> Your objective
Set each entry down exactly as written.

> Record extracts
-- Opening Marker --
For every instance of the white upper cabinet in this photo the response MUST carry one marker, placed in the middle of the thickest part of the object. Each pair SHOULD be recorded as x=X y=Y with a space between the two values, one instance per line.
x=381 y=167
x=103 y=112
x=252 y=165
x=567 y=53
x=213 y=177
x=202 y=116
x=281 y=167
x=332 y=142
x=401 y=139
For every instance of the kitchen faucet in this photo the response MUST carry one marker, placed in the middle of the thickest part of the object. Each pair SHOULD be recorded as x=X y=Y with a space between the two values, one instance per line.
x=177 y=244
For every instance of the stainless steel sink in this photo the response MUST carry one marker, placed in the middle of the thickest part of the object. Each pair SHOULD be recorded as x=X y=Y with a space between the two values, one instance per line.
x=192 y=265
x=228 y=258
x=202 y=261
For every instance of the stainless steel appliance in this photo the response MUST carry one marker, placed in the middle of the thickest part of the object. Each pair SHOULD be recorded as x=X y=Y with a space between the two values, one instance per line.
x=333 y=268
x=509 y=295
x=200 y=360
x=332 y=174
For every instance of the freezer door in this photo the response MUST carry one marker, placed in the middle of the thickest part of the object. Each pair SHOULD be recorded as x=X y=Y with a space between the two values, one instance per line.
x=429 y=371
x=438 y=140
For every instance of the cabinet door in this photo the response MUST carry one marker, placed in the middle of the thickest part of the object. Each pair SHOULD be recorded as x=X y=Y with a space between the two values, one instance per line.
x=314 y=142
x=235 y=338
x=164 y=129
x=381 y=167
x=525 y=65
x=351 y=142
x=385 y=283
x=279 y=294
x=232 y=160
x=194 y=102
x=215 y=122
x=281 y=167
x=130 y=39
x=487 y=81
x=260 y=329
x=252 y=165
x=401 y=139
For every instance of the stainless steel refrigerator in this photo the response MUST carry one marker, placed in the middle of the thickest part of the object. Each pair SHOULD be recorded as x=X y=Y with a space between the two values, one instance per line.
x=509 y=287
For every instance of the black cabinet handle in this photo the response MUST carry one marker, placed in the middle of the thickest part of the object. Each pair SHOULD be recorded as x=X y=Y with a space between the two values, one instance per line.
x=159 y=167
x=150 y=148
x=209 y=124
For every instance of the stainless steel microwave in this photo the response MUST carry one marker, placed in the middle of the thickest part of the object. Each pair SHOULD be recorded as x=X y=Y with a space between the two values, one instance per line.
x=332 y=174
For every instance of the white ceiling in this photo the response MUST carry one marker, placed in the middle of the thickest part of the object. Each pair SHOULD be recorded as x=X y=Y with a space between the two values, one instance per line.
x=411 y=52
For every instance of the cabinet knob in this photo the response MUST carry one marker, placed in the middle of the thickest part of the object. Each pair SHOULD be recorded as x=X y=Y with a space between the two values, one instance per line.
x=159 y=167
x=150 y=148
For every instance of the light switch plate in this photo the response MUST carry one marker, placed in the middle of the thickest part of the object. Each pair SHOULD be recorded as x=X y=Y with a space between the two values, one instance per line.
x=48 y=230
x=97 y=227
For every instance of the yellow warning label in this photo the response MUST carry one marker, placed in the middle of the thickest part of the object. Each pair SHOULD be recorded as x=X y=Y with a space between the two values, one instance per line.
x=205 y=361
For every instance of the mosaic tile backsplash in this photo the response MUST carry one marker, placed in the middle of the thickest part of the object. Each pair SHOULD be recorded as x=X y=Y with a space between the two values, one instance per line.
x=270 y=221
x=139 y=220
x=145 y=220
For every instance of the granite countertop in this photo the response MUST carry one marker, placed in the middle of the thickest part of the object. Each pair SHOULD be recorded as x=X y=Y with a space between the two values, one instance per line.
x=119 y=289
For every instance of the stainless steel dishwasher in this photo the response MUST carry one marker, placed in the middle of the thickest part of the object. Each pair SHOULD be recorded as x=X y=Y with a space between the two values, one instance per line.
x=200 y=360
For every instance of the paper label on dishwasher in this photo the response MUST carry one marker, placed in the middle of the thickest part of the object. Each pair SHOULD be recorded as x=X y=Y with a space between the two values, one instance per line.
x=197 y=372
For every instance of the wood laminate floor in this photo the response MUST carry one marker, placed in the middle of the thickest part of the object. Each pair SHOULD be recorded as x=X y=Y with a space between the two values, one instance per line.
-- Closing Marker --
> Finished exercise
For every instance of the white upper cabinet in this photo the response MUST carry one marker, placed in the middle of the thickest part of the object. Each pair SHOULD be recorded as x=X y=Y with a space between the two values, one instance per line.
x=381 y=167
x=103 y=112
x=252 y=165
x=567 y=53
x=213 y=177
x=202 y=116
x=281 y=167
x=332 y=142
x=401 y=139
For every instance of the kitchen faucet in this photo the response MUST carry one marker, placed in the middle of the thickest part of the object. Each pair SHOULD be recorded as x=X y=Y with a space between the two values, one instance per line.
x=177 y=244
For every instance of the stainless steel sink in this photo the response MUST carry one marker, placed in the middle of the thickest part of the object. Each pair SHOULD be recorded as x=X y=Y with a space between the two values, one instance per line.
x=192 y=265
x=228 y=258
x=202 y=261
For every instance of the stainless steel appliance in this photo the response MUST carry one marker, placed in the middle of the thickest part of the object. Each pair SHOULD be recorded as x=X y=Y with a space between the two values, one instance per line.
x=333 y=268
x=509 y=295
x=200 y=360
x=332 y=174
For every instance of the freezer door in this photo the response MUST carry one marker, placed in the middle of the thickest part of the object. Each pair SHOULD be recorded as x=X y=Y with a space between the two values, one instance per line.
x=429 y=371
x=438 y=140
For every instance of the cabinet door in this photo the response MUST carry one marker, placed in the middle of the thickest part of the object. Each pair SHOULD be recorded as x=X y=Y with a space between the two values, one instance per line.
x=314 y=142
x=235 y=338
x=164 y=129
x=381 y=167
x=525 y=65
x=351 y=142
x=385 y=283
x=279 y=294
x=232 y=160
x=194 y=102
x=215 y=122
x=281 y=167
x=130 y=39
x=487 y=81
x=260 y=329
x=252 y=165
x=401 y=139
For every instance of the stainless steel refrigerator in this photo the response MUST carry one marker, placed in the middle of the thickest part of the object. Each pair SHOULD be recorded as x=X y=Y with a space between the two values, one instance per line.
x=509 y=287
For every instance of the black cabinet handle in this photo the response MUST carry one marker, placed in the middle of the thickest part of the object. Each pair SHOULD be recorded as x=X y=Y with a space between the two values, one instance per line.
x=159 y=167
x=150 y=148
x=209 y=124
For every instance of the stainless steel microwave in this photo the response MUST carry one marker, placed in the middle of the thickest part of the object. Each pair SHOULD be recorded as x=X y=Y with a space between the two values, one instance per line.
x=332 y=174
For every instance of the white ceiling in this photo the response MUST carry one marker, placed in the middle of the thickest part of the object. Each pair SHOULD be recorded as x=X y=Y with a space between the two values, one instance per line.
x=411 y=52
For every instance of the cabinet knob in this photo the response MUST carry one marker, placed in the middle of the thickest part of the object. Each pair SHOULD be recorded as x=X y=Y with a space between the two values, one instance per line.
x=159 y=167
x=150 y=148
For every instance of the light switch plate in this photo the response MUST carry one marker, placed in the middle of the thickest part of the object. Each pair SHOULD be recorded as x=X y=Y with a space between the two values, one instance per line.
x=48 y=230
x=97 y=227
For every instance of the yellow warning label in this photo the response MUST carry one marker, placed in the middle of the thickest part of the object. Each pair SHOULD be recorded as x=X y=Y with a space between the two values, one instance per line.
x=205 y=361
For every instance of the mosaic tile backsplash in this photo the response MUST carry one marker, placed in the middle of the thickest part of the object. Each pair SHOULD be recorded as x=X y=Y with a space between the two values, one instance per line.
x=270 y=221
x=139 y=220
x=145 y=220
For every instance of the granite countertop in this photo the response MUST carry one marker, placed in the middle of the thickest part of the object. Each pair SHOULD be recorded as x=X y=Y with a space between the two values, one instance per line.
x=119 y=289
For every instance of the stainless steel dishwasher in this photo the response MUST carry one marker, placed in the middle of the thickest part of the object. Each pair SHOULD be recorded as x=X y=Y with a space between the two values, one instance per line.
x=200 y=360
For every instance of the paper label on dishwasher in this photo the response MUST carry one marker, placed in the middle of the thickest part of the object. Each pair SHOULD be recorded as x=X y=Y with a space between the two values, one instance per line.
x=197 y=372
For every instance of the wood laminate floor in this photo the response MUST carry one marker, placed in the middle of the thickest part of the object. Each pair SHOULD be recorded as x=X y=Y with a space between the two values, one instance per line.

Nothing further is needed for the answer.